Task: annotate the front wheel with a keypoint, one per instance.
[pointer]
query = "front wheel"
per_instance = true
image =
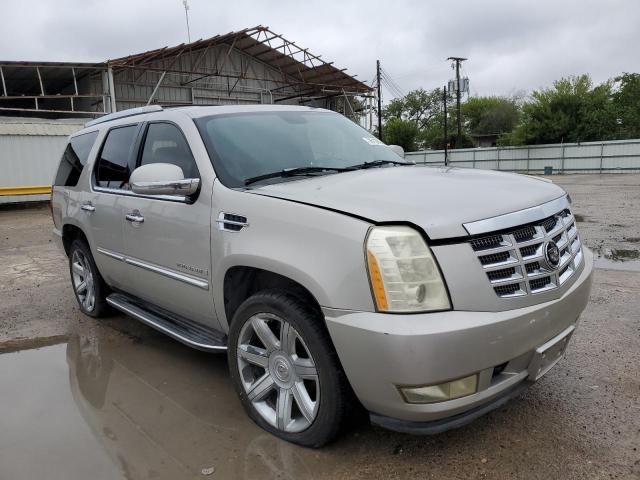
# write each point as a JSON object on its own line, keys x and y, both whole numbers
{"x": 88, "y": 286}
{"x": 286, "y": 371}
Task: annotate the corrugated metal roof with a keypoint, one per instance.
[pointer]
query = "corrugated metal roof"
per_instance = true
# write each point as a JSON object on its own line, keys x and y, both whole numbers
{"x": 50, "y": 128}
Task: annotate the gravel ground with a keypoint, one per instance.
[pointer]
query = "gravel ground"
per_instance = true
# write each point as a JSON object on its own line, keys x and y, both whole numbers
{"x": 114, "y": 399}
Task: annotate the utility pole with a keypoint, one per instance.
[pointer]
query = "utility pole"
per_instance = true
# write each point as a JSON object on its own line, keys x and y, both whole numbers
{"x": 379, "y": 100}
{"x": 186, "y": 14}
{"x": 446, "y": 133}
{"x": 458, "y": 61}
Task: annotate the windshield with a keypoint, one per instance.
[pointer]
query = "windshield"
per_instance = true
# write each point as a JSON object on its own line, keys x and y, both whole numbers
{"x": 246, "y": 145}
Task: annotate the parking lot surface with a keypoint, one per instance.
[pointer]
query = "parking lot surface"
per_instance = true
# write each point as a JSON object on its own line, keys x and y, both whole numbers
{"x": 88, "y": 399}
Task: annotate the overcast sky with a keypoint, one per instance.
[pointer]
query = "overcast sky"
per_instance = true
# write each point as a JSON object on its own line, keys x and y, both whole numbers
{"x": 513, "y": 45}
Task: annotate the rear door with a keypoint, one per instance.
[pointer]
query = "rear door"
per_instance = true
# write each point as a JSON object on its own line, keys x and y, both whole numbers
{"x": 103, "y": 208}
{"x": 169, "y": 248}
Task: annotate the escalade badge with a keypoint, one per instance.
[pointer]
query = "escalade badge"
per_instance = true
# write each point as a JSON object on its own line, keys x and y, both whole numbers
{"x": 552, "y": 254}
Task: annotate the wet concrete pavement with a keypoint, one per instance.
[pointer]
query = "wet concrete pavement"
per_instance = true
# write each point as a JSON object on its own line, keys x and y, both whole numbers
{"x": 87, "y": 399}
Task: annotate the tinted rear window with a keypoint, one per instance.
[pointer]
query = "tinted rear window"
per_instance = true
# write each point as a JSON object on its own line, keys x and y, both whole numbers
{"x": 116, "y": 161}
{"x": 74, "y": 159}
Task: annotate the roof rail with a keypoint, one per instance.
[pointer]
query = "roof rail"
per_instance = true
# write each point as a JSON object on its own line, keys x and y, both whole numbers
{"x": 124, "y": 113}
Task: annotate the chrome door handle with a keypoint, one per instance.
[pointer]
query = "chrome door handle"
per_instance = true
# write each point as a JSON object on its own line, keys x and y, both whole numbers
{"x": 134, "y": 216}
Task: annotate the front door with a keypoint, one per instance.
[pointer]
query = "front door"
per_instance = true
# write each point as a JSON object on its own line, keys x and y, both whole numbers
{"x": 167, "y": 240}
{"x": 102, "y": 207}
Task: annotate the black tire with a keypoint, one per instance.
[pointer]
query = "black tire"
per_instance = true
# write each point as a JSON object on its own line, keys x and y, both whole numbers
{"x": 98, "y": 308}
{"x": 335, "y": 397}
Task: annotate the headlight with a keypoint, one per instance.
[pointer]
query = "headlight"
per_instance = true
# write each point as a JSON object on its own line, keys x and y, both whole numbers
{"x": 403, "y": 274}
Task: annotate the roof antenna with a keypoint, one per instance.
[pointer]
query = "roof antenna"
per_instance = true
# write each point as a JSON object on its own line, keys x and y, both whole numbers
{"x": 186, "y": 14}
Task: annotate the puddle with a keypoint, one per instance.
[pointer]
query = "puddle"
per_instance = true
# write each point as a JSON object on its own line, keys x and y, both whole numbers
{"x": 618, "y": 259}
{"x": 100, "y": 408}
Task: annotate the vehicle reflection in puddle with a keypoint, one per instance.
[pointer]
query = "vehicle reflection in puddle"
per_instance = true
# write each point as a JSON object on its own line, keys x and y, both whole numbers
{"x": 120, "y": 408}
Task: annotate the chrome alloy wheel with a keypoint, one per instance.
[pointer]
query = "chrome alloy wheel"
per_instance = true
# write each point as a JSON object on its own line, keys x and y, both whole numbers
{"x": 278, "y": 373}
{"x": 82, "y": 280}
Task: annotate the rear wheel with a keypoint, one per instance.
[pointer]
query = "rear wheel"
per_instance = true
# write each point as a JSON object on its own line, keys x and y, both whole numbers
{"x": 286, "y": 371}
{"x": 88, "y": 285}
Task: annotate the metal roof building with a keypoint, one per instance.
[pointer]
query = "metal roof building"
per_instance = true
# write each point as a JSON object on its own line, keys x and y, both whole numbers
{"x": 250, "y": 66}
{"x": 254, "y": 65}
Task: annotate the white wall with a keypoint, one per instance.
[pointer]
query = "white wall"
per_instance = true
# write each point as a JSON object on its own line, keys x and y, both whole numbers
{"x": 30, "y": 151}
{"x": 619, "y": 156}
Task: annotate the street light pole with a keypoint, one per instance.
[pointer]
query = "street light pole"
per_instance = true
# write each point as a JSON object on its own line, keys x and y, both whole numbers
{"x": 458, "y": 61}
{"x": 446, "y": 134}
{"x": 378, "y": 75}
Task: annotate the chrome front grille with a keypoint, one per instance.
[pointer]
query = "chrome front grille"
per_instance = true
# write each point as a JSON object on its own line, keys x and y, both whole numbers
{"x": 516, "y": 263}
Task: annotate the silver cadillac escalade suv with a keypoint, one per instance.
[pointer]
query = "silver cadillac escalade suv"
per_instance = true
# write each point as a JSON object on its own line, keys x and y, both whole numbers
{"x": 334, "y": 274}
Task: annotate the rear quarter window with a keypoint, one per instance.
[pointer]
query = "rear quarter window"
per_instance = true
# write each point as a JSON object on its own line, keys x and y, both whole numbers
{"x": 74, "y": 159}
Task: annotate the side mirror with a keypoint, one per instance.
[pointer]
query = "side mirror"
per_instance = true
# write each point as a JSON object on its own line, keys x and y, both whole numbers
{"x": 162, "y": 179}
{"x": 398, "y": 150}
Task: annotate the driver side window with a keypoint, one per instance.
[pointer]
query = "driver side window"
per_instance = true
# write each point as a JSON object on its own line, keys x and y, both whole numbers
{"x": 165, "y": 143}
{"x": 116, "y": 162}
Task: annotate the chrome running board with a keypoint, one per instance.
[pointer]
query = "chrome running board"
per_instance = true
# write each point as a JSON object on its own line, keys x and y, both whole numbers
{"x": 185, "y": 331}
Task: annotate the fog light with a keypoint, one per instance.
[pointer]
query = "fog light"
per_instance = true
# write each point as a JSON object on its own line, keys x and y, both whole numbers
{"x": 441, "y": 392}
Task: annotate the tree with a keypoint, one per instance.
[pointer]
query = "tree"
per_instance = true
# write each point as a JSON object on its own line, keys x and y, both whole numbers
{"x": 570, "y": 111}
{"x": 626, "y": 101}
{"x": 418, "y": 106}
{"x": 490, "y": 115}
{"x": 401, "y": 132}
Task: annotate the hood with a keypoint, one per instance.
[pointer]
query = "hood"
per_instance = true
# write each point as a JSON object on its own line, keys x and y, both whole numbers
{"x": 438, "y": 199}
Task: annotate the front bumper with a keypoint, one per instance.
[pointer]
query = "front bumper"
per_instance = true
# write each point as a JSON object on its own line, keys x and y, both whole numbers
{"x": 381, "y": 352}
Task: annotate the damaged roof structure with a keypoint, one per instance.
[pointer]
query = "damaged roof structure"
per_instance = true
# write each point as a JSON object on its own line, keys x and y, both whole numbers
{"x": 249, "y": 66}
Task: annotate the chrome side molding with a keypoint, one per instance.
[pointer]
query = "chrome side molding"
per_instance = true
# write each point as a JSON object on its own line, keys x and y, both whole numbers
{"x": 181, "y": 277}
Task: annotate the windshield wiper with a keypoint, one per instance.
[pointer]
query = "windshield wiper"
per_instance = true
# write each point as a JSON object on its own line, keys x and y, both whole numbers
{"x": 290, "y": 172}
{"x": 379, "y": 163}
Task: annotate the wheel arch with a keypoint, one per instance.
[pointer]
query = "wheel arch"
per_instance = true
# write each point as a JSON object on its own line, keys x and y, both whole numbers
{"x": 242, "y": 281}
{"x": 71, "y": 232}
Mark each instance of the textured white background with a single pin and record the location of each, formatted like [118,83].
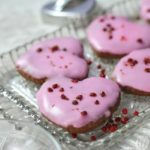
==*==
-- Set task --
Locate each line in the listing above that contains the word "black" and copy those lines.

-- Written answer --
Task: annotate the black tire with a keypoint, one per instance.
query = "black tire"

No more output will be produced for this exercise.